**Texto fornecido**
--- --- ---
A decisão do TPI parece ter reaproximado os dois países, velhos aliados que ultimamente andavam de candeias às avessas devido à oposição norte-americana a uma operação militar de larga escala de Israel a Rafah, cidade no sul do enclave palestiniano que até há poucos dias acolhia 1,4 milhões de refugiados. Esta terça-feira, o secretário de Estado norte-americano, Antony Blinken, disse que está disposto a colaborar com o Congresso na elaboração de legislação que penalize o TIP pelo pedido de mandado de captura internacional para Netanyahu e Gallant.
--- --- ---
**Dados fornecidos**
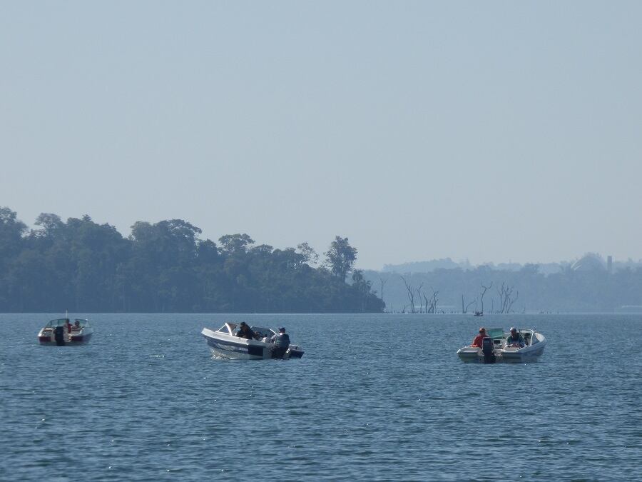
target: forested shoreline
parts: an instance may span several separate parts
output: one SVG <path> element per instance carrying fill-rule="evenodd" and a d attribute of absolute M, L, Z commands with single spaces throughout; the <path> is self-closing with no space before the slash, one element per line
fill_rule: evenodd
--- --- ---
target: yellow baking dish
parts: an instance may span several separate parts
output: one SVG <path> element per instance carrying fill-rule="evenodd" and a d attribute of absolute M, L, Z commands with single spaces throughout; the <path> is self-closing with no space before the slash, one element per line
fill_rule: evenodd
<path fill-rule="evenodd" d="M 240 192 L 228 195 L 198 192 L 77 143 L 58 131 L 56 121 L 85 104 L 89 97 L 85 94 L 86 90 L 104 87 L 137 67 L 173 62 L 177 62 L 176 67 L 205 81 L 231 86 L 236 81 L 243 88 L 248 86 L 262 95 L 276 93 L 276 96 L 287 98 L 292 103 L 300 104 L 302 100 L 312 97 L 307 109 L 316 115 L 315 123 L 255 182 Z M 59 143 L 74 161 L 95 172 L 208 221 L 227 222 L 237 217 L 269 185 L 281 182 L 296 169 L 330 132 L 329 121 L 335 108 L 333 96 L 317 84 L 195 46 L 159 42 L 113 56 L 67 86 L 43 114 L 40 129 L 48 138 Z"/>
--- --- ---
**Instruções**
Continue o texto sobre a decisão do TPI e a reaproximação entre os Estados Unidos e Israel a partir da última frase. Não é preciso recorrer às linhas.

**Resposta**
“Tendo em conta os acontecimentos de ontem, penso que temos de analisar as medidas adequadas a adotar para lidar com aquilo que é uma decisão profundamente errada", comunicou Blinken numa audição sobre o orçamento do Departamento de Estado com o Comité dos Negócios Estrangeiros do Senado. Segundo a CNN, o chefe da diplomacia norte-americana estava a responder ao senador republicado James Risch, que lhe perguntou se Blinken trabalharia com ele numa lei que “incluísse a questão de o TPI se intrometer nos assuntos de países que têm um sistema judicial independente, legítimo e democrático". “O diabo está nos detalhes, por isso vamos ver o que têm e podemos partir daí”, retorquiu Blinken, notando que quer cooperar com o comité “numa base bipartidária”.
Também a nível interno o anúncio do TPI parece ter tido um efeito conciliador numa altura de tensões crescentes dentro do executivo liderado por Netanyahu, fruto de uma coligação pré-eleitoral formada por centristas e ultraortodoxos, e das divisões existentes no seu gabinete de guerra – no fim de semana, um dos seus membros, o ministro israelita sem pasta Benny Gantz, ameaçou demitir-se caso o Governo não adotasse um novo plano para a guerra em Gaza.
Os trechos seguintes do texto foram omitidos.